> Problem requirements
Starting at the first line of the data, print each line verbatim up to and including the line bearing "box: [403, 317, 501, 527]", omitting pictures.

Collected data entries

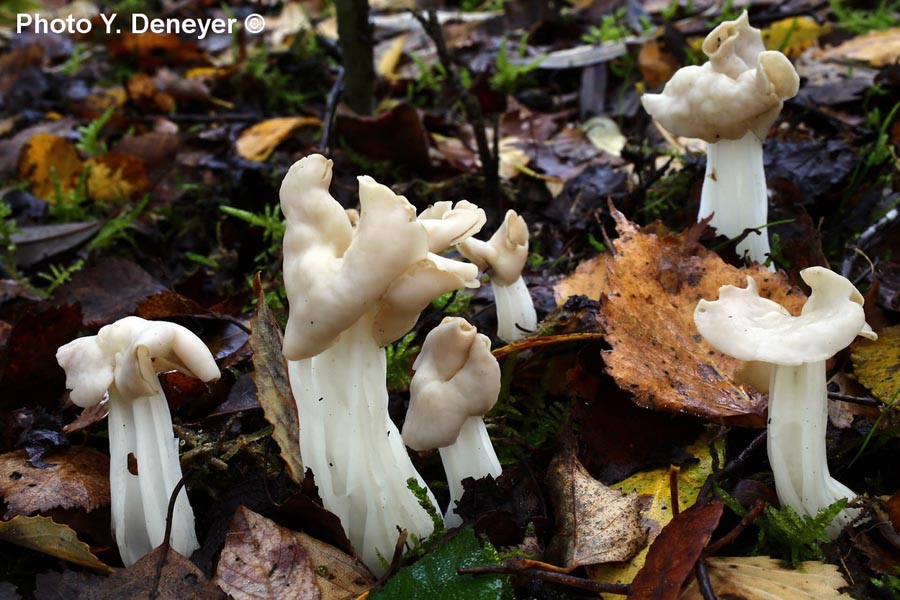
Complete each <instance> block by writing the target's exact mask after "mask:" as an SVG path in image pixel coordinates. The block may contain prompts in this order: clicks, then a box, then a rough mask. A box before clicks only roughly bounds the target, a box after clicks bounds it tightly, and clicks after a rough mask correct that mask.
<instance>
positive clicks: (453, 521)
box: [403, 317, 501, 527]
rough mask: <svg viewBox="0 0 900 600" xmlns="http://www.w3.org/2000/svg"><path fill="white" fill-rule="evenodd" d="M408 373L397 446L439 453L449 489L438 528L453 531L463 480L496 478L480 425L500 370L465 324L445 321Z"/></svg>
mask: <svg viewBox="0 0 900 600" xmlns="http://www.w3.org/2000/svg"><path fill="white" fill-rule="evenodd" d="M413 368H414V369H415V375H413V378H412V382H411V383H410V386H409V394H410V402H409V411H408V412H407V413H406V422H405V423H404V424H403V441H404V442H406V445H407V446H409V447H410V448H412V449H414V450H429V449H432V448H440V453H441V460H442V461H443V463H444V471H445V472H446V474H447V484H448V486H449V487H450V504H449V505H448V506H447V511H446V513H445V514H444V523H445V524H446V525H447V527H456V526H459V525H461V524H462V519H461V518H460V516H459V515H458V514H456V512H455V510H454V509H455V508H456V503H457V502H458V501H459V500H460V498H462V495H463V486H462V481H463V479H466V478H467V477H472V478H474V479H479V478H481V477H485V476H487V475H492V476H494V477H499V476H500V473H501V468H500V461H499V460H497V454H496V453H495V452H494V446H493V445H492V444H491V438H490V437H489V436H488V432H487V428H486V427H485V425H484V419H483V417H484V415H485V413H487V412H488V411H489V410H490V409H491V408H493V406H494V404H496V403H497V396H498V395H499V393H500V365H499V364H497V359H495V358H494V355H493V354H491V341H490V340H489V339H488V338H487V336H484V335H482V334H480V333H478V332H477V331H476V329H475V327H473V326H472V325H470V324H469V323H468V322H466V320H465V319H462V318H460V317H446V318H444V320H443V321H441V324H440V325H438V326H437V327H435V328H434V329H432V330H431V332H430V333H429V334H428V335H427V336H426V337H425V342H424V343H423V344H422V351H421V352H420V353H419V356H418V357H417V358H416V362H415V364H414V365H413Z"/></svg>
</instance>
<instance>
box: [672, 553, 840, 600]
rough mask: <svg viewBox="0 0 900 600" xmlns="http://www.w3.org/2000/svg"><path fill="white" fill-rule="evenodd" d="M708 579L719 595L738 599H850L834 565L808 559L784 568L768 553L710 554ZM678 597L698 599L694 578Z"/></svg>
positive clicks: (741, 599)
mask: <svg viewBox="0 0 900 600" xmlns="http://www.w3.org/2000/svg"><path fill="white" fill-rule="evenodd" d="M706 565H707V571H708V573H709V581H710V583H711V584H712V588H713V591H714V592H715V593H716V595H717V596H718V597H719V598H740V599H741V600H769V599H771V598H790V599H791V600H835V599H838V598H848V599H849V598H852V596H850V594H842V593H840V592H839V591H838V589H839V588H842V587H846V586H847V585H848V584H847V582H846V580H844V577H843V576H842V575H841V573H840V571H839V570H838V568H837V567H836V566H834V565H826V564H823V563H820V562H815V561H808V562H804V563H801V564H800V568H799V569H796V570H794V569H785V568H783V567H781V566H779V564H778V561H777V560H775V559H773V558H769V557H768V556H742V557H736V558H727V557H711V558H707V559H706ZM678 598H679V600H701V599H702V598H703V596H702V595H701V594H700V590H699V589H698V587H697V580H696V579H695V580H694V581H692V582H691V584H690V585H689V586H688V587H687V588H685V590H684V591H683V592H682V593H681V595H680V596H679V597H678Z"/></svg>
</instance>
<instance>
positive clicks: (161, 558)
mask: <svg viewBox="0 0 900 600" xmlns="http://www.w3.org/2000/svg"><path fill="white" fill-rule="evenodd" d="M186 480H187V477H186V476H182V477H181V479H179V480H178V483H176V484H175V489H173V490H172V493H171V494H170V495H169V506H168V507H167V508H166V533H165V537H164V538H163V543H162V545H160V548H161V549H162V550H161V552H160V557H159V564H158V565H157V566H156V574H155V575H154V576H153V584H152V585H151V586H150V600H154V598H156V597H157V596H158V595H159V581H160V579H162V570H163V567H164V566H165V565H166V557H168V556H169V548H170V547H171V545H172V542H171V539H170V538H171V537H172V521H173V520H174V518H175V517H174V514H175V501H176V500H177V499H178V494H180V493H181V488H183V487H184V482H185V481H186Z"/></svg>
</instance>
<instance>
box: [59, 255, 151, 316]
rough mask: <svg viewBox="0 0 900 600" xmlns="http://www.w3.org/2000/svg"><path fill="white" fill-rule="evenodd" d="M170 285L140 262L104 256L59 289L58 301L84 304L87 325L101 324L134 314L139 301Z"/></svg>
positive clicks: (71, 279) (70, 303) (82, 306)
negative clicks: (140, 263)
mask: <svg viewBox="0 0 900 600" xmlns="http://www.w3.org/2000/svg"><path fill="white" fill-rule="evenodd" d="M164 291H166V286H164V285H163V284H162V283H160V282H159V281H157V280H156V279H154V278H153V276H152V275H150V274H149V273H147V271H145V270H144V269H142V268H141V267H140V266H138V265H137V264H135V263H133V262H131V261H129V260H124V259H121V258H103V259H100V260H98V261H97V262H96V263H95V264H94V265H93V266H91V267H88V268H85V269H82V270H80V271H78V272H77V273H75V274H74V275H73V276H72V279H71V281H69V282H68V283H64V284H63V285H61V286H60V287H59V288H57V290H56V292H55V293H54V295H53V297H54V300H55V301H56V302H57V303H58V304H75V303H78V304H79V305H81V310H82V312H83V313H84V324H85V325H86V326H88V327H94V328H96V327H100V326H102V325H107V324H109V323H112V322H113V321H117V320H118V319H121V318H122V317H126V316H128V315H131V314H134V312H135V308H136V307H137V304H138V303H139V302H141V301H142V300H145V299H147V298H149V297H151V296H154V295H155V294H159V293H160V292H164Z"/></svg>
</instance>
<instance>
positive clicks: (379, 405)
mask: <svg viewBox="0 0 900 600" xmlns="http://www.w3.org/2000/svg"><path fill="white" fill-rule="evenodd" d="M288 374H289V376H290V381H291V390H292V391H293V394H294V399H295V401H296V402H297V413H298V416H299V420H300V451H301V454H302V457H303V464H304V466H305V467H307V468H309V469H312V472H313V474H314V476H315V482H316V486H317V487H318V490H319V496H320V497H321V498H322V503H323V504H324V506H325V508H327V509H328V510H329V511H331V512H333V513H334V514H336V515H337V516H338V517H339V518H340V520H341V524H342V525H343V527H344V533H346V534H347V538H348V539H349V540H350V543H351V544H352V545H353V548H354V549H355V550H356V552H357V554H359V556H360V558H361V559H362V561H363V562H364V563H365V564H366V566H367V567H369V569H370V570H372V571H373V572H374V573H377V574H381V573H383V572H384V570H385V566H386V564H387V563H386V562H383V561H390V559H391V556H393V553H394V546H395V545H396V543H397V538H398V535H399V531H400V529H406V530H407V531H408V532H409V533H410V534H413V535H416V536H418V537H419V538H420V539H424V538H426V537H428V535H429V534H431V532H432V531H433V529H434V524H433V522H432V520H431V517H429V515H428V513H427V512H426V511H425V510H424V509H423V508H422V507H421V506H419V503H418V501H417V500H416V497H415V496H414V495H413V493H412V492H411V491H410V490H409V489H408V488H407V485H406V480H407V479H408V478H410V477H414V478H415V479H416V480H418V482H419V485H420V486H422V487H423V488H425V489H428V487H427V485H426V484H425V481H424V480H423V479H422V477H421V476H420V475H419V473H418V472H417V471H416V469H415V467H413V465H412V462H411V461H410V459H409V454H407V452H406V447H405V446H404V444H403V440H402V439H401V437H400V432H399V431H398V430H397V427H396V426H395V425H394V423H393V421H391V419H390V416H389V415H388V395H387V388H386V386H385V378H386V374H387V361H386V358H385V353H384V348H380V347H379V346H378V344H377V343H376V342H375V339H374V338H373V336H372V313H366V314H365V315H364V316H363V317H362V318H361V319H360V320H359V321H358V322H357V323H356V324H354V325H352V326H351V327H350V328H349V329H346V330H345V331H344V332H343V333H342V334H341V335H340V337H339V338H338V341H337V342H336V343H335V344H334V345H333V346H332V347H331V348H328V349H327V350H325V351H324V352H322V353H321V354H318V355H317V356H314V357H312V358H309V359H305V360H297V361H288ZM428 493H429V497H430V498H431V501H432V503H433V504H434V506H437V502H436V501H435V500H434V497H433V496H432V495H431V492H430V491H429V492H428Z"/></svg>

> Output
Complete each <instance> block by writing the target's exact mask after "mask:" as an SVG path in image pixel coordinates. The block may contain prompts in this order: clicks, then a box, then a rough mask. A box before clicks only roughly bounds the target, a box after clicks bounds it tightly, and clicks after a rough mask correct that mask.
<instance>
positive clicks: (453, 521)
box: [403, 317, 501, 527]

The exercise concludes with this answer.